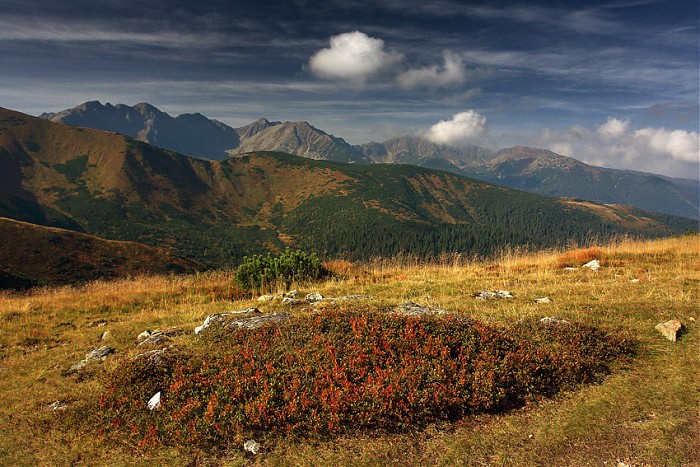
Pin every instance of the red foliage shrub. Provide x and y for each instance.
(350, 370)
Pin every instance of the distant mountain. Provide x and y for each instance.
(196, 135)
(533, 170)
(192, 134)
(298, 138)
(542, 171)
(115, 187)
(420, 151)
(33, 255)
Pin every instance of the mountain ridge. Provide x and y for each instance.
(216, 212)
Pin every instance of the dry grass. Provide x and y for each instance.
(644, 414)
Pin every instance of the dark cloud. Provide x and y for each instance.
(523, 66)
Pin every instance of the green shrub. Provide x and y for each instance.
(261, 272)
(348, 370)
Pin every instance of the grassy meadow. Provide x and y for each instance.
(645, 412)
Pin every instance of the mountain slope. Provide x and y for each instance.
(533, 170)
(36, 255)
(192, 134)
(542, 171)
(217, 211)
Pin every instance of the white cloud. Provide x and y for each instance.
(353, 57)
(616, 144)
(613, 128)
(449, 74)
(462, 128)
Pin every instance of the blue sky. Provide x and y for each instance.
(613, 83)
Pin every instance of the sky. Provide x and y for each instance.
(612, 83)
= = = = =
— Problem statement —
Write out exactly the lines from the line containing "Pin every instance of the mountain ridge." to the end of the listing above, both included, and nothing else.

— Response to the task —
Pin every instance of the mountain ridge. Provide x and y for each instance.
(216, 212)
Pin every instance of the dry grass. Provide x and y for each instance.
(644, 414)
Pin every instance of the dark cloud. Provide x and y for each instance.
(523, 66)
Pin every instance of the green shrub. Provide x and y for each instance.
(261, 272)
(348, 370)
Pin every instance of the grassy meadow. Provide x and y for each instance.
(645, 412)
Pin every instance of the mountain slope. Provide x and y for each instance.
(533, 170)
(36, 255)
(192, 134)
(542, 171)
(217, 211)
Pin every instance of the white cloud. Provide x and y for each instance.
(353, 57)
(616, 144)
(613, 128)
(449, 74)
(462, 128)
Pin every instance of the blue sky. Provide x and y for each instance.
(613, 83)
Pin every instance of the sky. Provide x and y for each instance.
(612, 83)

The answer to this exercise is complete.